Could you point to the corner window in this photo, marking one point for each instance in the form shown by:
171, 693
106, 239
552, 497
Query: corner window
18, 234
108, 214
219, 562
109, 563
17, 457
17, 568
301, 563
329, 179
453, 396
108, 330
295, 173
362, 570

--------------------

● WRITTEN PROBLEM
Print the listing above in full, exactly as it is.

● FULL ANSWER
Could you point to the corner window in this photo, marking one point for each instance in the form shown by:
171, 693
106, 239
552, 497
Query: corner window
18, 234
108, 214
219, 562
109, 563
17, 457
17, 568
301, 563
329, 179
453, 396
108, 330
295, 173
362, 570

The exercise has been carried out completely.